REQUIRED WORK: Swap "agave plant" for "cactus plant" in the stretch of records from the line containing "Locate the sandy" through the line containing "pixel 395 127", and write out only those lines with everything else left as it is.

━━━ PROVIDED RECORDS

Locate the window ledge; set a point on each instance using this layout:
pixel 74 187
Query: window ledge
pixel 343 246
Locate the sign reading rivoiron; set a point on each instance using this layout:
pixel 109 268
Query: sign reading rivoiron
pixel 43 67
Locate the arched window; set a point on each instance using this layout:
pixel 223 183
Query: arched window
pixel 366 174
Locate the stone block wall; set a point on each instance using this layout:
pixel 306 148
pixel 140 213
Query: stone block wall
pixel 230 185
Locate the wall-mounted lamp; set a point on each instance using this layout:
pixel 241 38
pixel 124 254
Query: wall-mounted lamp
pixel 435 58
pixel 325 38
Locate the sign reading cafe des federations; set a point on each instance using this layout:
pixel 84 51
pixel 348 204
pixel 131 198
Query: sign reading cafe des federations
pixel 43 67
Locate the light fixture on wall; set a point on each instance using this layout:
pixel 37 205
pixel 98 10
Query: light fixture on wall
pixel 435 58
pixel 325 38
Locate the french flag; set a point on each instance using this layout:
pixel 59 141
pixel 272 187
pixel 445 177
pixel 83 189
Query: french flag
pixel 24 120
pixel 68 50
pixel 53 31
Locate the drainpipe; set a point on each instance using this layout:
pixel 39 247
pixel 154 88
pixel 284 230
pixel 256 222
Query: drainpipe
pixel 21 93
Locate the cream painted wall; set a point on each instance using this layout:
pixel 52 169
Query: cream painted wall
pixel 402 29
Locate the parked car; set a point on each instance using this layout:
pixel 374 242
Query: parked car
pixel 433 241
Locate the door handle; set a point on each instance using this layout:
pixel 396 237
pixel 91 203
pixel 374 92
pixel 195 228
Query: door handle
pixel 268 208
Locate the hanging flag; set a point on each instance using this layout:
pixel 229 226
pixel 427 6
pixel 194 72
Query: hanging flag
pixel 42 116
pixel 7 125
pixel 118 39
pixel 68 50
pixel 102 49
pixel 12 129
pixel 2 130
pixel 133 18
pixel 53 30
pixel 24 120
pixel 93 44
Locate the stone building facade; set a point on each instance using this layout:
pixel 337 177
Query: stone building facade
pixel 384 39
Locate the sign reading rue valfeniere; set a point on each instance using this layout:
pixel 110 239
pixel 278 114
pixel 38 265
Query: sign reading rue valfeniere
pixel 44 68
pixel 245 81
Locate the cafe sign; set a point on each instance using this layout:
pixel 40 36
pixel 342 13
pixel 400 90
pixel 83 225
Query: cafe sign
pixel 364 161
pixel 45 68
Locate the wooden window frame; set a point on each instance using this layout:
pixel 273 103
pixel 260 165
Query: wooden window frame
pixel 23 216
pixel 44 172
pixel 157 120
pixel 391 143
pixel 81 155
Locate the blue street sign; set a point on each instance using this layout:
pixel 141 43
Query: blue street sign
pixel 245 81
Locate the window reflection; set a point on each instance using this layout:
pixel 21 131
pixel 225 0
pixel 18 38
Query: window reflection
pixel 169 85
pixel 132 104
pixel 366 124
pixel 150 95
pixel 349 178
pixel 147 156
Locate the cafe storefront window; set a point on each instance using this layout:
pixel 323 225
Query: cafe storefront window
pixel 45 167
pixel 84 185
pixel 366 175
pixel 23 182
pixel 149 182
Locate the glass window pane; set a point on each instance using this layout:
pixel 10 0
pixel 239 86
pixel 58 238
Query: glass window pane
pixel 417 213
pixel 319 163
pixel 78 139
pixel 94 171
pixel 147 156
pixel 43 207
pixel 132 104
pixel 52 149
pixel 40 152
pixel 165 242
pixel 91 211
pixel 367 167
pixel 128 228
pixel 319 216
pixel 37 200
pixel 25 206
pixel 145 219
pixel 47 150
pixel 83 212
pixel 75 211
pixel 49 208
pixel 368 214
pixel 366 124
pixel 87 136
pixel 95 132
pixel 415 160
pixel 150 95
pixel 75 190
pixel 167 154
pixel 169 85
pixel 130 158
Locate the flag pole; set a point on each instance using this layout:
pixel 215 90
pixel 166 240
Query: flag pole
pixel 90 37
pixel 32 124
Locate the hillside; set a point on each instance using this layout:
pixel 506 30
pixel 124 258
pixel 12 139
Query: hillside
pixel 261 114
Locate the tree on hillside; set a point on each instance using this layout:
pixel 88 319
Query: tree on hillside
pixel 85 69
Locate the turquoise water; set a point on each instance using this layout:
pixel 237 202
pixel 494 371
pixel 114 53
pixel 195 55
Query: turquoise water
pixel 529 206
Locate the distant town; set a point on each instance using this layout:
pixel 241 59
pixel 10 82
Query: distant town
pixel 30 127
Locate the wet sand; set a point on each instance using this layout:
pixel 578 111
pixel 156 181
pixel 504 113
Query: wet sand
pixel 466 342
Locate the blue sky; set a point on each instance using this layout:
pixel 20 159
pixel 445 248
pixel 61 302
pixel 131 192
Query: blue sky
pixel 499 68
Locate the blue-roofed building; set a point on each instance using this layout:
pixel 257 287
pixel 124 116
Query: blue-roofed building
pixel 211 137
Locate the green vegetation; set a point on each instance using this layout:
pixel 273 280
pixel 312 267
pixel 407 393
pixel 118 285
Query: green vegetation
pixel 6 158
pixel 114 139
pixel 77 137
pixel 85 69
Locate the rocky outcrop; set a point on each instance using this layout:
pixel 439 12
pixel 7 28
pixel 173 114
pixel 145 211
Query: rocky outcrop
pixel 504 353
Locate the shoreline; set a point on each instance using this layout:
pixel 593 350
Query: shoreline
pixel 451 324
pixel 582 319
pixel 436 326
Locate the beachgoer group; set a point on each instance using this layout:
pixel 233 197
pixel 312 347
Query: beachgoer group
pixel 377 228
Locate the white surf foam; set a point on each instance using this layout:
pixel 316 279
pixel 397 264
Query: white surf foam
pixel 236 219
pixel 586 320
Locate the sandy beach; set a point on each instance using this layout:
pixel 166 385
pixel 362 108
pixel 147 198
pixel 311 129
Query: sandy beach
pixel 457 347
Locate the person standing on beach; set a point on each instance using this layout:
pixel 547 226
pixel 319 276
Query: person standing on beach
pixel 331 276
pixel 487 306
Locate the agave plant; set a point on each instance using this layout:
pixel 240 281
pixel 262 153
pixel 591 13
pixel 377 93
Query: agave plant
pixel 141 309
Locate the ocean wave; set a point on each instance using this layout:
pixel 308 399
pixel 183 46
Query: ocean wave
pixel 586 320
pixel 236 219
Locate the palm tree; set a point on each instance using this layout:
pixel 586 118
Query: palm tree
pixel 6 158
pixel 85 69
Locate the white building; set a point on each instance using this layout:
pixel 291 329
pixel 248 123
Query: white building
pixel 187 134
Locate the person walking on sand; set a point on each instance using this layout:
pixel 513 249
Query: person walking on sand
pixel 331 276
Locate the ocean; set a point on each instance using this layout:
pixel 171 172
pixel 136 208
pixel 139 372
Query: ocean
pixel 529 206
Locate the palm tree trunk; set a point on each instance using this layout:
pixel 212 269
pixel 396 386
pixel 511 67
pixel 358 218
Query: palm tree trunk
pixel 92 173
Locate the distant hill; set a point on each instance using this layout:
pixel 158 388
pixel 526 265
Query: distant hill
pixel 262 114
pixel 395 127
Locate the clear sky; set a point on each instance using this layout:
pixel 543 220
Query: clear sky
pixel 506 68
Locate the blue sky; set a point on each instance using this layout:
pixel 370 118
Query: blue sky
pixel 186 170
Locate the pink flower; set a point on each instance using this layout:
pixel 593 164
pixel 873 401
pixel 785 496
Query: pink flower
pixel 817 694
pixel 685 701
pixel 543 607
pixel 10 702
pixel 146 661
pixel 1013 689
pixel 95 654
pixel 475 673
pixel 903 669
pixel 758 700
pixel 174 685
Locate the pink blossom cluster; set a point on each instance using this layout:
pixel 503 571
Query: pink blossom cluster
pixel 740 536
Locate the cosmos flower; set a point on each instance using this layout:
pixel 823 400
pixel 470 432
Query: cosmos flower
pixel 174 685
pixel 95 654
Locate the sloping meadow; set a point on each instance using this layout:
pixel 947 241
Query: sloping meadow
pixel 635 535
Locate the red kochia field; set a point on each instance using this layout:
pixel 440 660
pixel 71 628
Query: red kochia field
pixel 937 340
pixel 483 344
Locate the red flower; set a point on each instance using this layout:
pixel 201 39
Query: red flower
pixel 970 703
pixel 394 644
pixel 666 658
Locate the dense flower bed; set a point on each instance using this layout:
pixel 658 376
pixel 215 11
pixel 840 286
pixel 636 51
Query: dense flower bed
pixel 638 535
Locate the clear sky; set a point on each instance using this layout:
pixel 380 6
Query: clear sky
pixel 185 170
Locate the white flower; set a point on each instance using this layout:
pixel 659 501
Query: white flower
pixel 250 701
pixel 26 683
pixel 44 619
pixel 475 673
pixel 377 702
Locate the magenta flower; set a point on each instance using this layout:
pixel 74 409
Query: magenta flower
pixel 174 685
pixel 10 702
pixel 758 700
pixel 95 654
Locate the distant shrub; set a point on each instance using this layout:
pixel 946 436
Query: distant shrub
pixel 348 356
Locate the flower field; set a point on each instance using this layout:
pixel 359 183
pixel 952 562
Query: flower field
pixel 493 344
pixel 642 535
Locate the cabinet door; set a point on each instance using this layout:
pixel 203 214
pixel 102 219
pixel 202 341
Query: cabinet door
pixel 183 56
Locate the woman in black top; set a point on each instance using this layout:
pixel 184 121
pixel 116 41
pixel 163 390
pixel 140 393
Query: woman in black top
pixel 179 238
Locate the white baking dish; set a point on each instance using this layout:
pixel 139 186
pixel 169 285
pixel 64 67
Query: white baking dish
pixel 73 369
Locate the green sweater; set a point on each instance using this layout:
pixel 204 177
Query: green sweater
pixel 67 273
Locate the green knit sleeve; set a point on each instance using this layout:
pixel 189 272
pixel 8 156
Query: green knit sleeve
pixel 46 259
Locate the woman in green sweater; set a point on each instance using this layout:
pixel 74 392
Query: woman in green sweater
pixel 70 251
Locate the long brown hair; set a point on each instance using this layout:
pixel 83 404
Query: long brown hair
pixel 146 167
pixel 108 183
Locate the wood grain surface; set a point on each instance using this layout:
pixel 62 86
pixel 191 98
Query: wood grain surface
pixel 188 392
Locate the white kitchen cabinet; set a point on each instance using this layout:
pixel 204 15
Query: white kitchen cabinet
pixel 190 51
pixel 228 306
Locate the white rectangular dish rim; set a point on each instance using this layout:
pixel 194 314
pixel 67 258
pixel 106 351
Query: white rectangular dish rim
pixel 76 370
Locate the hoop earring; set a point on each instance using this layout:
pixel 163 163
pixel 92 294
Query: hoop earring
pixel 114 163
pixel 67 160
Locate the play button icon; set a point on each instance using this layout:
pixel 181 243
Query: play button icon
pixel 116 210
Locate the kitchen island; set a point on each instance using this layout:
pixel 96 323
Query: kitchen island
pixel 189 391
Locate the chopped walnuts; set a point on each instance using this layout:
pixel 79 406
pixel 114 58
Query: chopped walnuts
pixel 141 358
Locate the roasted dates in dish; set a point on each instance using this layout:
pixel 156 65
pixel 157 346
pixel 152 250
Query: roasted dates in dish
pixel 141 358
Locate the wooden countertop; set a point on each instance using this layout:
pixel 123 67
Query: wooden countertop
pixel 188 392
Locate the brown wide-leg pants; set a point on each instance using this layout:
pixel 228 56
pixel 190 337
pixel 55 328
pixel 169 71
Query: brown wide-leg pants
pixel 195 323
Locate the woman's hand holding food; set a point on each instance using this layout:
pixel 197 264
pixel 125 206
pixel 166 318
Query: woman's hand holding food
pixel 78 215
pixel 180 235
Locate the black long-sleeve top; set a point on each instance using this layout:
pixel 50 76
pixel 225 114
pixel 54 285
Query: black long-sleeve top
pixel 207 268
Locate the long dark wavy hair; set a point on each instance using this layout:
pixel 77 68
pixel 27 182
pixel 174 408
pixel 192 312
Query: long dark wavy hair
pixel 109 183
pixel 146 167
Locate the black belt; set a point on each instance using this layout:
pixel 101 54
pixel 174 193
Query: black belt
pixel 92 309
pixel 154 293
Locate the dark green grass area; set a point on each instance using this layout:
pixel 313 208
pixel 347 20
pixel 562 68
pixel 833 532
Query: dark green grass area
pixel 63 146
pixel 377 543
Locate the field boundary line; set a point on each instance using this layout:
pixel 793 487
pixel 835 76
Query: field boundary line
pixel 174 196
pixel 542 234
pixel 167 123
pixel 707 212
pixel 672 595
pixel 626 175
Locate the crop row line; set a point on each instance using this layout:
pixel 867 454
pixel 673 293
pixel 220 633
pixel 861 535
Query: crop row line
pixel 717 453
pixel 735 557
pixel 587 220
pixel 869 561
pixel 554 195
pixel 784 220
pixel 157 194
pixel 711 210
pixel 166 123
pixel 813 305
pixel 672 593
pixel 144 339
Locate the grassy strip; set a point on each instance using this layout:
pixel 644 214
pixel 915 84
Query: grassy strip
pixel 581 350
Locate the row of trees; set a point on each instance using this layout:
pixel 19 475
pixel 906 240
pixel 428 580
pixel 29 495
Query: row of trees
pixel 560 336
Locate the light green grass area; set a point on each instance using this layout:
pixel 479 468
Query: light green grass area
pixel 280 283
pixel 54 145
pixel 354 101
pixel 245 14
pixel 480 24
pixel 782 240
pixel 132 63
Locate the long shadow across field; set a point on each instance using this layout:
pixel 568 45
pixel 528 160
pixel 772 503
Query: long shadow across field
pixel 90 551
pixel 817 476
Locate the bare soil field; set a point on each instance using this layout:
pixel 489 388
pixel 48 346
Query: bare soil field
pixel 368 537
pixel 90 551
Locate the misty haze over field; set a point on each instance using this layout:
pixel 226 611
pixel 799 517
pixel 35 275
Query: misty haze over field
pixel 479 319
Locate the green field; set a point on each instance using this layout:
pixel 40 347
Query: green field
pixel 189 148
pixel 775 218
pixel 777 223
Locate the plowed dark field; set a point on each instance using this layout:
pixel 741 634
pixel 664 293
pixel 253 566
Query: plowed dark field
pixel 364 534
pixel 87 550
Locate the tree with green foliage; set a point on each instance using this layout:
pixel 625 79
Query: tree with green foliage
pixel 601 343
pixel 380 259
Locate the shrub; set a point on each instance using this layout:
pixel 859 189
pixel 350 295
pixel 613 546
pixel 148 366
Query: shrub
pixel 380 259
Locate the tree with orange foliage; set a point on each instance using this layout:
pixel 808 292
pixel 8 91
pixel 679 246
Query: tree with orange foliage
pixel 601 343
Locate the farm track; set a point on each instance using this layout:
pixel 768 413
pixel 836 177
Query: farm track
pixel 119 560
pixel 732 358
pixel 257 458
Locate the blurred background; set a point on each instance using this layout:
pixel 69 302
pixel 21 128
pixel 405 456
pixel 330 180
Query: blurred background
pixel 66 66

━━━━━━

CORRECT ANSWER:
Locate the sandy beach; set a point on each instance using this layout:
pixel 166 385
pixel 362 108
pixel 147 198
pixel 311 129
Query: sandy beach
pixel 457 347
Locate the person standing on beach; set a point on each instance using this layout:
pixel 547 226
pixel 319 276
Query: person standing on beach
pixel 331 276
pixel 487 306
Locate the cactus plant; set a point on each instance using this layout:
pixel 240 281
pixel 262 153
pixel 591 13
pixel 377 93
Query: cactus plant
pixel 141 309
Locate the ocean wave; set a point on each instance using this layout:
pixel 308 399
pixel 183 46
Query: ocean wave
pixel 586 320
pixel 236 219
Locate the palm tree; set a point on each instance using this layout:
pixel 586 118
Query: palm tree
pixel 6 158
pixel 85 69
Locate the white building; set a point on each instance using this layout:
pixel 291 329
pixel 248 123
Query: white building
pixel 187 134
Locate the person walking on sand; set a point on each instance using this layout:
pixel 513 249
Query: person walking on sand
pixel 331 276
Locate the ocean; set a point on each instance using this layout:
pixel 171 172
pixel 136 208
pixel 139 372
Query: ocean
pixel 529 206
Locate the palm tree trunk; set a point on each instance using this layout:
pixel 212 269
pixel 396 386
pixel 511 67
pixel 358 218
Query: palm tree trunk
pixel 92 173
Locate the distant hill; set a point on each instance using this layout:
pixel 158 388
pixel 526 265
Query: distant hill
pixel 262 114
pixel 395 127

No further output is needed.